» **Data for processing**

>>>>>

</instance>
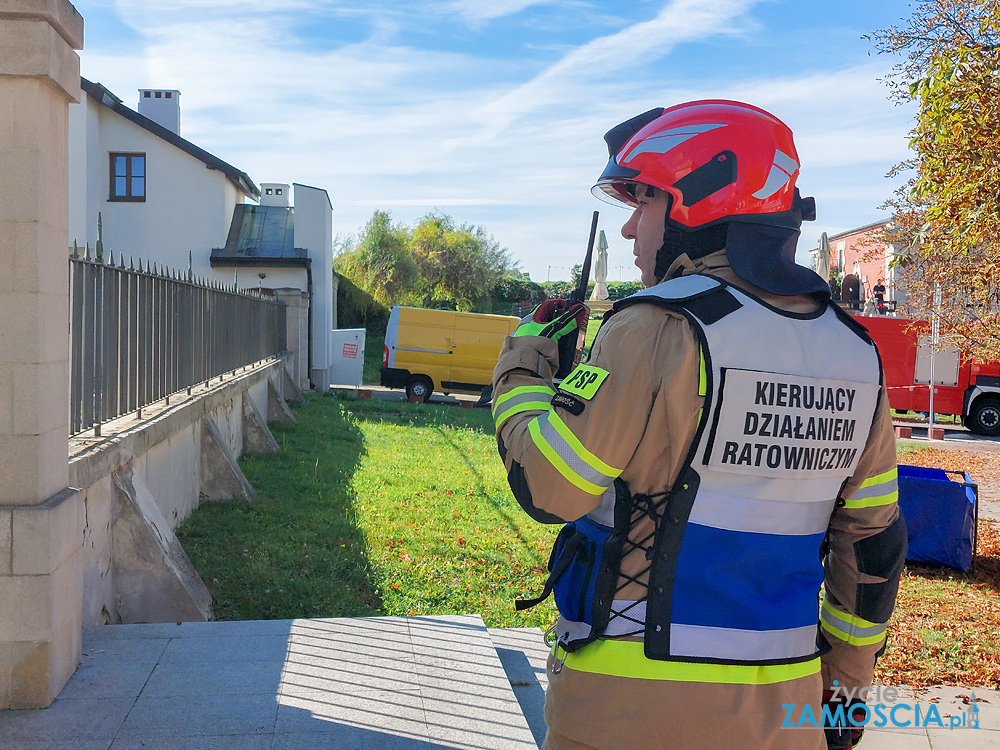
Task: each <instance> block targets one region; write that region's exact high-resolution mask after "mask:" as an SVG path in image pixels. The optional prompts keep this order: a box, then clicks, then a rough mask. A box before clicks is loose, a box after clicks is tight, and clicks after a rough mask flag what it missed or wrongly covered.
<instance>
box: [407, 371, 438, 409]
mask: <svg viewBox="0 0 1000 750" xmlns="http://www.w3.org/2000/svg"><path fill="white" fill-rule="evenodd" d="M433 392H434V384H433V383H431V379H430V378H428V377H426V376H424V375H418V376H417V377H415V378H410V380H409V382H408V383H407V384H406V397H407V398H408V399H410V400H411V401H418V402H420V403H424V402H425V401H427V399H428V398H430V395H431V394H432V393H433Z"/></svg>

<<<<<
>>>>>

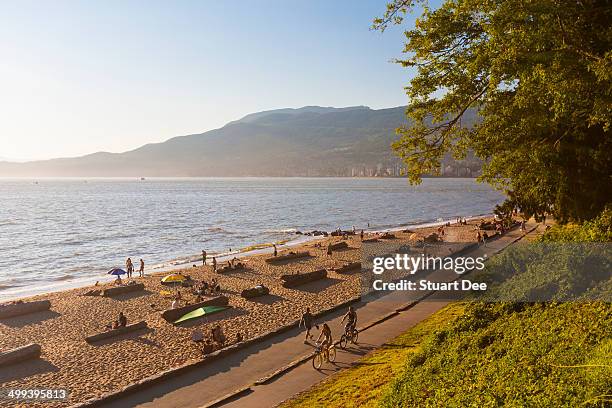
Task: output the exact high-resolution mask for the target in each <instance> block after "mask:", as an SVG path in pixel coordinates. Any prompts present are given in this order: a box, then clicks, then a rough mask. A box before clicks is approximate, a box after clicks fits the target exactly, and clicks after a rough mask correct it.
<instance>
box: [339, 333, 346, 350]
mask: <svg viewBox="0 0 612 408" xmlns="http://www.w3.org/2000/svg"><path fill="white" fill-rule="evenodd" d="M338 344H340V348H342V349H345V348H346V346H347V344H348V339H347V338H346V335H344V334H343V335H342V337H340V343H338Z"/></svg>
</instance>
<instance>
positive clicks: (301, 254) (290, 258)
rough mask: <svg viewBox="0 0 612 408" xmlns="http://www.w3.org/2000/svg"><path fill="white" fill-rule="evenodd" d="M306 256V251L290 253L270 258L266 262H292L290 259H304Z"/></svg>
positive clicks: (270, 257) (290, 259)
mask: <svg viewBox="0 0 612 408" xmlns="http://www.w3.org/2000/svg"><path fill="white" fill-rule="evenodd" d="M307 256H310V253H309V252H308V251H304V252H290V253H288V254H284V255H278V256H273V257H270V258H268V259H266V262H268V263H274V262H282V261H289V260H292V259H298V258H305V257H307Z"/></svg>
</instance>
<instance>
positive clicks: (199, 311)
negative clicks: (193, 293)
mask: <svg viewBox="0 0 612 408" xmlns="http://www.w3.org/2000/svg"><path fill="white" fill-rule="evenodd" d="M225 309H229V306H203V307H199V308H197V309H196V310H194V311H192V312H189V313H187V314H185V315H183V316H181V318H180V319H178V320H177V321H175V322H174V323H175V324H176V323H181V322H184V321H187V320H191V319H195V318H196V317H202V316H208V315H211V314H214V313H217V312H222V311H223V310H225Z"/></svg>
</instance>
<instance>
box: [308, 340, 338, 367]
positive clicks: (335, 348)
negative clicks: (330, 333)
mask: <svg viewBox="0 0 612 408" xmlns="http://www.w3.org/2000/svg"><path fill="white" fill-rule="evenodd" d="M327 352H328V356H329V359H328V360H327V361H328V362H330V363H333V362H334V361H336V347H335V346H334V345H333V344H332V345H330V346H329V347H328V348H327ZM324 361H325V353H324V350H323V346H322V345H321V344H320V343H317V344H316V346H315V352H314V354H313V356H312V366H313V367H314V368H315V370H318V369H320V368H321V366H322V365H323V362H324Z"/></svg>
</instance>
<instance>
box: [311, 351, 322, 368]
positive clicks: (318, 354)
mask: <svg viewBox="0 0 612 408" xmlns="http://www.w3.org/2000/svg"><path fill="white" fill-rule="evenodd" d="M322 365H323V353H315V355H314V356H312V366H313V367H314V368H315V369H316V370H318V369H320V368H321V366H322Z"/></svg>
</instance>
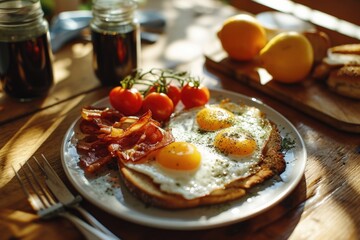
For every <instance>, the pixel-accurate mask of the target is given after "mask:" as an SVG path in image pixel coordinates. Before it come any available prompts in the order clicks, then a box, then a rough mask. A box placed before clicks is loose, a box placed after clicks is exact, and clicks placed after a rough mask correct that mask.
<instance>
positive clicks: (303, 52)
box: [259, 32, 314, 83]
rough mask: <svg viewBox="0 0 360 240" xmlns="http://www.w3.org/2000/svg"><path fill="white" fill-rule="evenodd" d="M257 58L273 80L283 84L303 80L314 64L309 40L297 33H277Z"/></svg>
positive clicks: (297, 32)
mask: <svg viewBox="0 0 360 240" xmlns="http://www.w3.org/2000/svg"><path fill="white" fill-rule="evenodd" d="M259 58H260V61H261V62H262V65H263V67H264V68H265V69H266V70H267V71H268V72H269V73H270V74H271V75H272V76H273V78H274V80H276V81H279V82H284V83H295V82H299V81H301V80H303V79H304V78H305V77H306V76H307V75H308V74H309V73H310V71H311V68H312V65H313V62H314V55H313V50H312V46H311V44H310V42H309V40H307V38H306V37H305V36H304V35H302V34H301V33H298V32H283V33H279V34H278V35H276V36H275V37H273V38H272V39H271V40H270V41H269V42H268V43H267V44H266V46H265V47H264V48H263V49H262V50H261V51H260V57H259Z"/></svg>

<<<<<

» **Exercise**
Among the entries above, the lines between the ones containing "positive clicks: (270, 257) (290, 259)" and "positive clicks: (335, 348)", inclusive, are to be transcribed exactly. No other line is to be given.

» **Task answer**
positive clicks: (270, 257) (290, 259)
mask: <svg viewBox="0 0 612 408" xmlns="http://www.w3.org/2000/svg"><path fill="white" fill-rule="evenodd" d="M307 256H310V253H309V252H308V251H304V252H290V253H288V254H284V255H278V256H273V257H270V258H268V259H266V262H268V263H274V262H282V261H289V260H292V259H298V258H305V257H307Z"/></svg>
</instance>
<instance>
positive clicks: (199, 311)
negative clicks: (193, 293)
mask: <svg viewBox="0 0 612 408" xmlns="http://www.w3.org/2000/svg"><path fill="white" fill-rule="evenodd" d="M225 309H229V306H203V307H199V308H197V309H196V310H194V311H192V312H189V313H187V314H185V315H183V316H181V318H180V319H178V320H177V321H175V322H174V323H175V324H176V323H181V322H184V321H187V320H191V319H195V318H196V317H202V316H208V315H211V314H214V313H217V312H222V311H223V310H225Z"/></svg>
</instance>
<instance>
box: [308, 340, 338, 367]
positive clicks: (335, 348)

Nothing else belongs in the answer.